▶ DOCUMENT SECTION
Earth was a benign mother during the 20th century, so that we forgot that changes in the physical world are among the most powerful drivers shaping history.  Now we seem to have gone to the other extreme, seeing every change in the physical world as a harbinger of doom.

Here are some antidotes to the nonsense circulating about the Yellowstone supervolcano, from the always reliable USGS.  Odd how so much dreck is circulated on the Internet, when there are these well-written and authoritative reports so easily available.

  1. Steam Explosions, Earthquakes, and Volcanic Eruptions – What’s in Yellowstone’s Future?“, USGS Fact Sheet, 2005 — The best briefing I on the subject I have found; excellent graphics.
  2. Preliminary Assessment of Volcanic and Hydrothermal Hazards in Yellowstone National Park and Vicinity“, USGS report, 2007
  3. Yellowstone Lake Earthquake Swarm Summary as of 8 January 2009“, USGS

Excerpt from #3:

The recent swarm is well above typical activity at Yellowstone. Nevertheless it is not unprecedented during the last 40 years of monitoring. Earthquake swarms within the Yellowstone caldera are typical, with magnitudes occasionally ranging above 4.0. The 1985 swarm on the northwest rim of the caldera lasted for three months, with earthquakes up to M4.9 and over 3000 total events recorded.

Excerpt from #2, page 28:

Although the probability of a large caldera-forming eruption at Yellowstone is exceedingly small, it is exceedingly difficult to make a defensible quantitative estimate of that probability. As there have been three such eruptions in about the past 2,100,000 years, there are only two intereruptive periods from which to gauge any additional possible interval between the third and a potential fourth such event.

  • The first interval, between the Huckleberry Ridge (2.059±0.004 Ma) and Mesa Falls (1.285±0.004 Ma) caldera-forming events, was 774,000±5700 years.

▶ DATA LISTING
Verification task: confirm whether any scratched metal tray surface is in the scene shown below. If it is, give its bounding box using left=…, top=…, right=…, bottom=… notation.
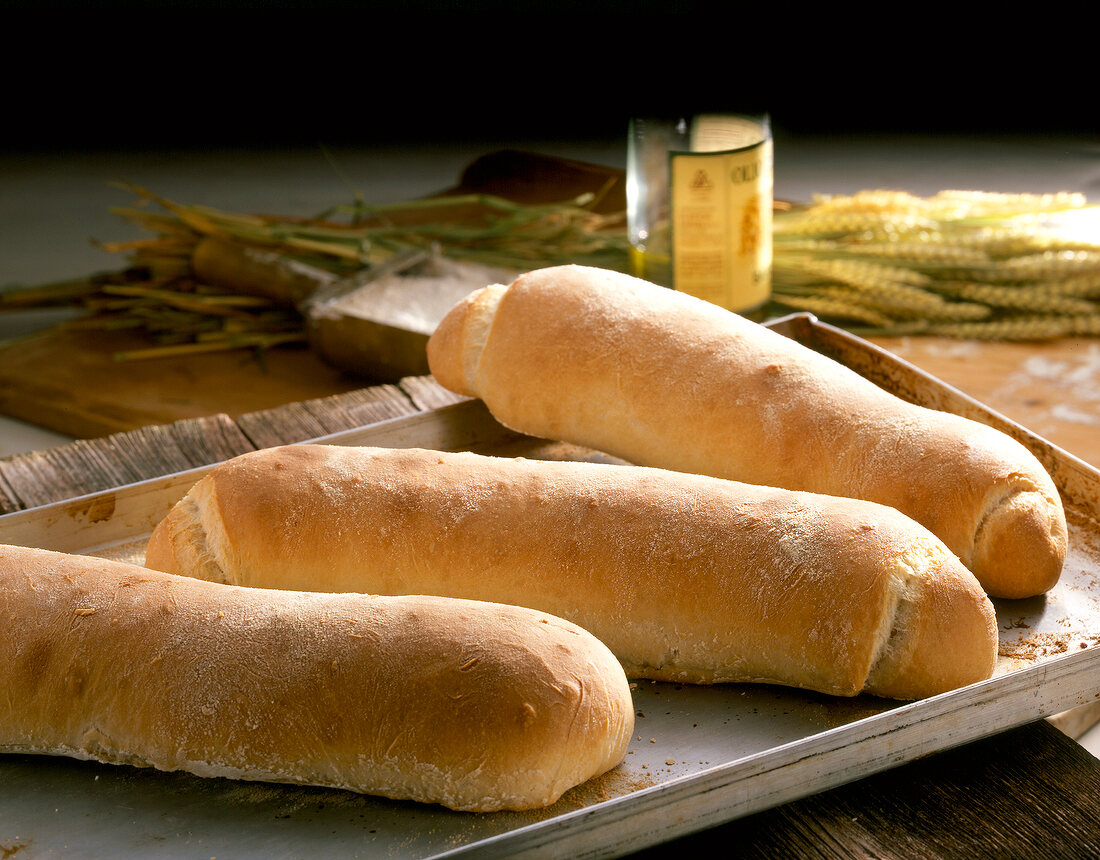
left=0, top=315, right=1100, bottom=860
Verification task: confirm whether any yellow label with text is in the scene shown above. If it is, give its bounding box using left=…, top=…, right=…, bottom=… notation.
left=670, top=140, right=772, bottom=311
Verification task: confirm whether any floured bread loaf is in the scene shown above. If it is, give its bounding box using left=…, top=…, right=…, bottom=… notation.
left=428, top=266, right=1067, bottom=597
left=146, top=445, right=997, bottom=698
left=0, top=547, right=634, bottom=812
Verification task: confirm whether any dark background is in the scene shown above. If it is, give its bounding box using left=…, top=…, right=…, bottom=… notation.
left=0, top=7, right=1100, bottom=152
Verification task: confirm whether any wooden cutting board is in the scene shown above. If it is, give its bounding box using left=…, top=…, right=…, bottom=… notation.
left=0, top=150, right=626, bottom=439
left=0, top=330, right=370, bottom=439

---

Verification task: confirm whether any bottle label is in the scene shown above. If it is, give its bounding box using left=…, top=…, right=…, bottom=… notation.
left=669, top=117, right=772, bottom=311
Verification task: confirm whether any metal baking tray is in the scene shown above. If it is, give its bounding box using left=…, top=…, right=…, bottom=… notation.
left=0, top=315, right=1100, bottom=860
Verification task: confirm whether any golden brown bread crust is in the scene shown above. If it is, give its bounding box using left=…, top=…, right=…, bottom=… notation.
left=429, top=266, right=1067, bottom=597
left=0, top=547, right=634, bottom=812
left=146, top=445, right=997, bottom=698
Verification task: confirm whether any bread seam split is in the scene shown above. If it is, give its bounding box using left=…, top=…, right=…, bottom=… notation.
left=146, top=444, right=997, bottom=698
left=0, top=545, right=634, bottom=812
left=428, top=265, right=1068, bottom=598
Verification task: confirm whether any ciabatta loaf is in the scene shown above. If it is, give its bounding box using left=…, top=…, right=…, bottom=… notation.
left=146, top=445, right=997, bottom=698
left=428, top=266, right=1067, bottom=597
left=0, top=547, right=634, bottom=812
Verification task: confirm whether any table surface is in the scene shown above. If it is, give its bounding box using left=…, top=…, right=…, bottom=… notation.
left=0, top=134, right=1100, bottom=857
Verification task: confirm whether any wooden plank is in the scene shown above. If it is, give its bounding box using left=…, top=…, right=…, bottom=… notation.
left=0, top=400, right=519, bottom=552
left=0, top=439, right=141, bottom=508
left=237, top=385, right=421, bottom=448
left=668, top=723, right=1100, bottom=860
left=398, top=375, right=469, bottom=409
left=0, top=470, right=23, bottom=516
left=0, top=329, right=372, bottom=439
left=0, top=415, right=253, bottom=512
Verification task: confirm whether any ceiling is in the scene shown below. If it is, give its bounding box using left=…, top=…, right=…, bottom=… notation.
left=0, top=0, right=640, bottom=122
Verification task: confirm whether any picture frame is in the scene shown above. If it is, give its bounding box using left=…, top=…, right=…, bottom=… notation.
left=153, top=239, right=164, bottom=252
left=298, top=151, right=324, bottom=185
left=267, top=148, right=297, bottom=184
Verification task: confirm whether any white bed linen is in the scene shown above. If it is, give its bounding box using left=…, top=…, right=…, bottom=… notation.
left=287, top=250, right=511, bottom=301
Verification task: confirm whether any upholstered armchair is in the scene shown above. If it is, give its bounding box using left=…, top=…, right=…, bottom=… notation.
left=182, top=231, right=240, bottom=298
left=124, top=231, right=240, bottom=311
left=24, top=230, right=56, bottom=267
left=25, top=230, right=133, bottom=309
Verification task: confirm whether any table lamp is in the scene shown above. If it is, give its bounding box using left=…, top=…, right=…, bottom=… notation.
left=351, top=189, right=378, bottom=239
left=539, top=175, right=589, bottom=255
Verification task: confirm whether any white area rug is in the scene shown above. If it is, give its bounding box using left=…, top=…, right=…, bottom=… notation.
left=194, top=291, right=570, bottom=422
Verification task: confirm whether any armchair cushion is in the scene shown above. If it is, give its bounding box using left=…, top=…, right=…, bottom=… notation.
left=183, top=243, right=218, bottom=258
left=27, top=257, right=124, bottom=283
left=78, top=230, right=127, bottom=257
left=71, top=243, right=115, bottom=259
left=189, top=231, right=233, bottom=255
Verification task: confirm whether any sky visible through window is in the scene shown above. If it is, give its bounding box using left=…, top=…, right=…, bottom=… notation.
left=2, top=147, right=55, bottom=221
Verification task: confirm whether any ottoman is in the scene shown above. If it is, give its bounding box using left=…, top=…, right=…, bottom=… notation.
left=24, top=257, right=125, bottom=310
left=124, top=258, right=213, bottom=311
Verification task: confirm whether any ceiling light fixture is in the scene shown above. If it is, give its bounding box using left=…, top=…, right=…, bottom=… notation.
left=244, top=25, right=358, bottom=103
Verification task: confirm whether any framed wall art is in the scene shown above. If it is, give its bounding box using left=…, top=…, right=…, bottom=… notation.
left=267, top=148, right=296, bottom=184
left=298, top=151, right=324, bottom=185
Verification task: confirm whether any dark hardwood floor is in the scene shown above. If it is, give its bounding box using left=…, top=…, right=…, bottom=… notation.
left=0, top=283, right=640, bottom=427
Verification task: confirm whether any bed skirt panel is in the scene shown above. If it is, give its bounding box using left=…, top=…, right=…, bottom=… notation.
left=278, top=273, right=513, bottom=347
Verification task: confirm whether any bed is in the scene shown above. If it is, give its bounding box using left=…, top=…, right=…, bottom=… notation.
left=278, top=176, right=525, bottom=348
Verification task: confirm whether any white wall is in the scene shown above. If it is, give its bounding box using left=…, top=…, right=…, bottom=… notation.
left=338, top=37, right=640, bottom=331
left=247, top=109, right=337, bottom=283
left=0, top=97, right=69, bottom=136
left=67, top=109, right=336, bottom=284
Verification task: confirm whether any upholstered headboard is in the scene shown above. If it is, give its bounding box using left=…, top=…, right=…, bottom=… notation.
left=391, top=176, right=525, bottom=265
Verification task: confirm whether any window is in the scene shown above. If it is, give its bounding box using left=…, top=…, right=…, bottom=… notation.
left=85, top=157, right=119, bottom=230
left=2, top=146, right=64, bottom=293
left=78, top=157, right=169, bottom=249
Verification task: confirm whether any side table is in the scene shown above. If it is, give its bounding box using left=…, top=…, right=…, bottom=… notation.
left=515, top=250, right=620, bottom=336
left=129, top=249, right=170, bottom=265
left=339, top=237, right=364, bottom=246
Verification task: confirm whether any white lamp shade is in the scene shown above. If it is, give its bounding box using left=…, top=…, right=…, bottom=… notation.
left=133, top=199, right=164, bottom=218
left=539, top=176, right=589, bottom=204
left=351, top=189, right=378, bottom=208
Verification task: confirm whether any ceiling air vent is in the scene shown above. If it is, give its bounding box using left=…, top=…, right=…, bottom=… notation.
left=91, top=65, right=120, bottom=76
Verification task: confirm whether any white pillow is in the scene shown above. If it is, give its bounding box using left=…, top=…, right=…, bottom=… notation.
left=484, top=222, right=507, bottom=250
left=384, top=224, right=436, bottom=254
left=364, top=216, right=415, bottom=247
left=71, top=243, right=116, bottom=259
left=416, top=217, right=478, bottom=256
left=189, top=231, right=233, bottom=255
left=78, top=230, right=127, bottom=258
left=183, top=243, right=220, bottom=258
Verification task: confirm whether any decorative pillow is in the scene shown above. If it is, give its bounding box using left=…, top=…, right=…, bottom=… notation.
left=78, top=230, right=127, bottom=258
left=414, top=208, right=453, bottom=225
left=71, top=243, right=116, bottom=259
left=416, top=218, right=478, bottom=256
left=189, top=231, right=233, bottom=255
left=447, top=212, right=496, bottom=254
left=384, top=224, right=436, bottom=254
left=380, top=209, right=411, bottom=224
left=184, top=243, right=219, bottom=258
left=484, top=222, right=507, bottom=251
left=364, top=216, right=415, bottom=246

---

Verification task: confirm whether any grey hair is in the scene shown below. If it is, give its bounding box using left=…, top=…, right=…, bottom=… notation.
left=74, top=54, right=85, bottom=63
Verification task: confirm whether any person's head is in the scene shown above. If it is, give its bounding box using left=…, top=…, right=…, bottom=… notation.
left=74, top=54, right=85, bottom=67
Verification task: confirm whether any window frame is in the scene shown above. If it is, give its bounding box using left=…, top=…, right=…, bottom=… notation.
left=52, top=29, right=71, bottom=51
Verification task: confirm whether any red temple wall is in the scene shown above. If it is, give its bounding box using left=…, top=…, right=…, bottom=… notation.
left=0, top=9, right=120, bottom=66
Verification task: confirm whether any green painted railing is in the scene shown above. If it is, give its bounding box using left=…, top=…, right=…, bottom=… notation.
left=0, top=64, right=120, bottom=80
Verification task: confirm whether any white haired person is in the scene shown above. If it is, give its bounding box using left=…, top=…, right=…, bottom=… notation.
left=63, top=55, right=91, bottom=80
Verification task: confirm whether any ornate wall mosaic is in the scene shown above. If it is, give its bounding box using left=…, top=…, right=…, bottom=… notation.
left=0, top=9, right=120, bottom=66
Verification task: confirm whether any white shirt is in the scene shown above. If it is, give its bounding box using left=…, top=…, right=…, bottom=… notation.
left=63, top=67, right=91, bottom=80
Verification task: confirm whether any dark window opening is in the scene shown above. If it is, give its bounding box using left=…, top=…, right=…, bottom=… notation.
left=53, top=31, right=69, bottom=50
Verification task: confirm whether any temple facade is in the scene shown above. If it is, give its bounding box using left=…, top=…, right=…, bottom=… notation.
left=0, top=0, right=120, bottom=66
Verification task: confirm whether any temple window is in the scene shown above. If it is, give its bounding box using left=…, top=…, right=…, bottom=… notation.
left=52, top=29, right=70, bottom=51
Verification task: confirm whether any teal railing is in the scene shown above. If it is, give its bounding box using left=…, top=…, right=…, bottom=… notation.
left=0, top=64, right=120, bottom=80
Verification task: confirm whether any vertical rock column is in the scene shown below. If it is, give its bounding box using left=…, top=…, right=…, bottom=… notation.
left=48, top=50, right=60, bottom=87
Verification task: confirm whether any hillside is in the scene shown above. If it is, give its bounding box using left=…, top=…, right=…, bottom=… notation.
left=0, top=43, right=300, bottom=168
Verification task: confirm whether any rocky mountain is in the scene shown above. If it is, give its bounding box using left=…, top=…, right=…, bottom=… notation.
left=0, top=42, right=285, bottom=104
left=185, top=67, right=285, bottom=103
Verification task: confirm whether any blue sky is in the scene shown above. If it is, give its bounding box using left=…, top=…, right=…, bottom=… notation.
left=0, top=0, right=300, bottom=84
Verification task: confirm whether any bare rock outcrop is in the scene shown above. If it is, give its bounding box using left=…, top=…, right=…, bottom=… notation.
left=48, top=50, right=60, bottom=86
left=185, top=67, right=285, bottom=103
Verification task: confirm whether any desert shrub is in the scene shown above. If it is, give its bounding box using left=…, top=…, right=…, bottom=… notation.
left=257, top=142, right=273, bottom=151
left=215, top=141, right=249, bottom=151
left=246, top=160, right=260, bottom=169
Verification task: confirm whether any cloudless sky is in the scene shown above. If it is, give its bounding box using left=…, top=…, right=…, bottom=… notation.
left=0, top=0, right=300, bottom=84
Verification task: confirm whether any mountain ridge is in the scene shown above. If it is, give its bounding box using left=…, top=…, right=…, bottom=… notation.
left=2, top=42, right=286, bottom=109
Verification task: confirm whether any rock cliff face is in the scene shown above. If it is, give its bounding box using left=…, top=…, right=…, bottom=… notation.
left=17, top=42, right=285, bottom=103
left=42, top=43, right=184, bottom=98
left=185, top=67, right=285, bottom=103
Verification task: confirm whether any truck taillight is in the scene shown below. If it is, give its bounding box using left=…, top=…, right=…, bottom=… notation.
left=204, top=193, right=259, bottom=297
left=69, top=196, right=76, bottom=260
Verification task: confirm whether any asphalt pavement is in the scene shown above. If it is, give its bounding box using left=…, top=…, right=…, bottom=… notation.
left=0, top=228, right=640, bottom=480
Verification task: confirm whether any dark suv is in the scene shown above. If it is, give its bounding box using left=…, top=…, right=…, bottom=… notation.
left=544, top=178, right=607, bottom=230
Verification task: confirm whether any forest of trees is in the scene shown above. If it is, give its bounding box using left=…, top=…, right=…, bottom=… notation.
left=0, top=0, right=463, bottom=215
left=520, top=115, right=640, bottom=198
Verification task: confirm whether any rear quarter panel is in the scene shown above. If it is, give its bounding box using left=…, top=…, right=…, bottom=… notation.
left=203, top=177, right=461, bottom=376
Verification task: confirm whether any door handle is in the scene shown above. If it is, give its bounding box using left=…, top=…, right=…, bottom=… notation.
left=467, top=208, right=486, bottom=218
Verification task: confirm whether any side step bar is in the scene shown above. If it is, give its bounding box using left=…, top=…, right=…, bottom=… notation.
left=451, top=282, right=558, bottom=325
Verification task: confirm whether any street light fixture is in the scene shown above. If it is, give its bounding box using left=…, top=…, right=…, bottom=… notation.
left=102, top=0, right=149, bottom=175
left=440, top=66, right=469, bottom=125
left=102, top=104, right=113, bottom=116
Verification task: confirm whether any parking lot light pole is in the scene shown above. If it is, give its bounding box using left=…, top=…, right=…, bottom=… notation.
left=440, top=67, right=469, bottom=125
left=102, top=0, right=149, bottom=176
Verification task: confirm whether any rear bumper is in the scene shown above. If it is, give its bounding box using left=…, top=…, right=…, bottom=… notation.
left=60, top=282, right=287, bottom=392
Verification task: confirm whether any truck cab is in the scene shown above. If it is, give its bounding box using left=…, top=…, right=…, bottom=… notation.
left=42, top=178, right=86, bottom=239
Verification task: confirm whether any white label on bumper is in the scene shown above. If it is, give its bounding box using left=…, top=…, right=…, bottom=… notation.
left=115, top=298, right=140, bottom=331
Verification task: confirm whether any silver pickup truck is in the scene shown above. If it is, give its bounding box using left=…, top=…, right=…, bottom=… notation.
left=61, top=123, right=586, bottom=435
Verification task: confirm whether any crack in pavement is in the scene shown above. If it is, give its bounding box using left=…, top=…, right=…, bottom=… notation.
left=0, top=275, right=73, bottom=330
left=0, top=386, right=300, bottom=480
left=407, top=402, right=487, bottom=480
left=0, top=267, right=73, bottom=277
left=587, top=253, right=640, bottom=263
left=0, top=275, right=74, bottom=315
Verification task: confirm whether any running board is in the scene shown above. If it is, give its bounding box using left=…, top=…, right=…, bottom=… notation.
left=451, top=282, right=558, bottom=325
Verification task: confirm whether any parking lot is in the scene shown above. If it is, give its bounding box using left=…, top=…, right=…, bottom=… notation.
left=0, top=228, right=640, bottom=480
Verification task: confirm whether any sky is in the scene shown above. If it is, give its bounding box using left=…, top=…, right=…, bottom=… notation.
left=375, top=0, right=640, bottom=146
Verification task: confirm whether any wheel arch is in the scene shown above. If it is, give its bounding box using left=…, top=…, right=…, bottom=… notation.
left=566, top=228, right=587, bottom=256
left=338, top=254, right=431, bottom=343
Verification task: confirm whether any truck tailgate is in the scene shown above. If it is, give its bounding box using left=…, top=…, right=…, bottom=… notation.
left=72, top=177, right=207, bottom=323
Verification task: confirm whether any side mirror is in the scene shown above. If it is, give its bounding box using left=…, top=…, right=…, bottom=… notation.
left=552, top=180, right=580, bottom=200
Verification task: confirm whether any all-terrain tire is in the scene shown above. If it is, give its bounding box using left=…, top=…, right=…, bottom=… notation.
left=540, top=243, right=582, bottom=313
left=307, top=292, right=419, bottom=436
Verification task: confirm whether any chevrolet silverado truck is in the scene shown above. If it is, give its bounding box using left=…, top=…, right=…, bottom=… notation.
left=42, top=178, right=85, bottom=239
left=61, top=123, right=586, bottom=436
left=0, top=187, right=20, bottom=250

▶ REQUIRED TASK
Copy out everything in the Yellowstone supervolcano text from "Although the probability" down to "was 774,000±5700 years.".

▶ SOLUTION
Although the probability of a large caldera-forming eruption at Yellowstone is exceedingly small, it is exceedingly difficult to make a defensible quantitative estimate of that probability. As there have been three such eruptions in about the past 2,100,000 years, there are only two intereruptive periods from which to gauge any additional possible interval between the third and a potential fourth such event.

  • The first interval, between the Huckleberry Ridge (2.059±0.004 Ma) and Mesa Falls (1.285±0.004 Ma) caldera-forming events, was 774,000±5700 years.